* To do *
Give back all the data exactly as it was written.

* Material supplied *
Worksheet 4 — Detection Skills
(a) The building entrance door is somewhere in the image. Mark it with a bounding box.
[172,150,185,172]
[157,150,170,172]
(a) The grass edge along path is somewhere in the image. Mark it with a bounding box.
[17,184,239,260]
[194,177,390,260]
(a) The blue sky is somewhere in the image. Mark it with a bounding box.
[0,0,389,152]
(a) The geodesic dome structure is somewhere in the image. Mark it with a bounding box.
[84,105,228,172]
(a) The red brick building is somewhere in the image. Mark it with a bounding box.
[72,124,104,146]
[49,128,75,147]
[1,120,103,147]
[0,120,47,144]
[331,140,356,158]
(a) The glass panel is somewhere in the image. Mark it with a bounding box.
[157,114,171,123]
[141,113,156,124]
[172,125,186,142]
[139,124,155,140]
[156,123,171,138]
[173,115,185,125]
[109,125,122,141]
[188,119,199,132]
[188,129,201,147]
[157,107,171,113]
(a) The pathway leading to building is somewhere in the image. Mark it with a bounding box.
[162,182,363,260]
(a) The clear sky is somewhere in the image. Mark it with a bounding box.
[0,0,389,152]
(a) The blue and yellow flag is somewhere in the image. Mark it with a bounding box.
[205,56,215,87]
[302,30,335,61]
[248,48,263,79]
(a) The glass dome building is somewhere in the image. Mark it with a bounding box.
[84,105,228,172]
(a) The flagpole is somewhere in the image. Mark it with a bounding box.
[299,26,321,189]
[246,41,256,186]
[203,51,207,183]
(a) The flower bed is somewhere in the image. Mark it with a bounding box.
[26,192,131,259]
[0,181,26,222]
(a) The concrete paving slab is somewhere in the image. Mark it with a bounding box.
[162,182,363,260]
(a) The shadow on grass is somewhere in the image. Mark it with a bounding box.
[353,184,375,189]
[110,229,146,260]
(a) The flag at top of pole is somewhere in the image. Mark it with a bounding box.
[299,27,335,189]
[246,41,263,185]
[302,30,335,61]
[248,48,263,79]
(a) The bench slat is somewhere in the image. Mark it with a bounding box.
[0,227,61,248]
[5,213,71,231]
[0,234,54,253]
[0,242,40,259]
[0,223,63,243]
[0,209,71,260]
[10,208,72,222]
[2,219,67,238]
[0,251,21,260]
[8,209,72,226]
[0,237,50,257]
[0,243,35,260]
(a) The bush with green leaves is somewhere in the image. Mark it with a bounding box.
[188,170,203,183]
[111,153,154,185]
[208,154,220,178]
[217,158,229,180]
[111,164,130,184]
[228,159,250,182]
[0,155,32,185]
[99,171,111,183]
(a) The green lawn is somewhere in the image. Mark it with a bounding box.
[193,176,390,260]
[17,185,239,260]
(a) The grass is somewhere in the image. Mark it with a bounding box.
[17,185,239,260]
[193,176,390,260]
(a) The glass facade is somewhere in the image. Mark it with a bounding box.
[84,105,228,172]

* Solution to this task *
Worksheet 4 — Detection Skills
(a) The building entrance door is somewhere in the image. Mark it with a bounding box.
[172,150,185,172]
[157,150,170,172]
(a) The grass edge along path is somewhere in the image. Mark it with a bounding box.
[17,184,239,260]
[194,177,390,260]
(a) The blue sky is somewhere in the image. Mark it with a bounding box.
[0,0,389,152]
(a) The geodesic dome structure is somewhere in the image. Mark it with a bounding box.
[84,105,228,172]
(a) The red brick building is somewhere in the image. Mark it with a bounding box.
[72,124,104,146]
[49,128,75,147]
[1,120,103,147]
[0,120,47,144]
[331,140,356,158]
(a) The glass panel is somewhere in the image. Mark it with a bounding box.
[157,114,171,123]
[141,113,156,124]
[172,125,186,142]
[139,124,155,140]
[156,123,171,138]
[173,115,185,125]
[109,125,122,141]
[188,119,199,132]
[188,129,201,147]
[157,107,171,113]
(a) The pathway leading to building is somewhere in the image. Mark it with a bounding box.
[162,182,363,260]
(a) The clear sky is somewhere in the image. Mark it with a bounding box.
[0,0,389,152]
(a) The blue and yellow flag is somewhere in the image. Mark it with a bounding box.
[205,56,215,87]
[302,30,335,61]
[248,48,263,79]
(a) The glass dome building is somewhere in the image. Mark it with a bounding box.
[84,105,228,172]
(a) The flagpole is somewhere in the image. Mark it with a bounding box.
[299,26,321,189]
[246,41,256,186]
[203,51,207,183]
(a) The flower bed is somewhere in the image. Mark it with a bounding box.
[26,192,131,259]
[0,181,26,222]
(a) The concrete paving slab is somewhere in the image. Mark it with a bounding box.
[162,182,363,260]
(a) The shadow on grass is somewhere in the image. Mark it with a bounding box.
[353,184,375,189]
[110,229,146,260]
(a) The flag at top of pole is somewhere in the image. Mark it with a bounding box.
[299,27,335,189]
[246,41,263,185]
[302,30,335,61]
[248,48,263,79]
(a) The bench slat is somewhere in the image. Mark it with a bounding box.
[0,227,61,248]
[5,213,71,231]
[0,234,54,253]
[0,242,40,259]
[0,223,63,243]
[0,209,71,260]
[10,208,72,222]
[2,219,67,238]
[0,251,21,260]
[8,209,72,226]
[0,237,50,257]
[0,243,35,260]
(a) The bush with green leaves is somewhere in the image. Mark it with a bounding box.
[188,170,203,183]
[111,153,154,185]
[208,154,220,178]
[217,158,229,180]
[111,164,130,184]
[228,159,250,182]
[0,155,32,185]
[99,171,111,183]
(a) The green lawn is somewhere in the image. Mark it with a bounding box.
[193,176,390,260]
[17,185,239,260]
(a) The grass is somewhere in the image. Mark it with a bounding box.
[17,185,239,260]
[193,176,390,260]
(a) The glass facade is somewhere in the image. Mark it with a bounding box.
[84,105,228,172]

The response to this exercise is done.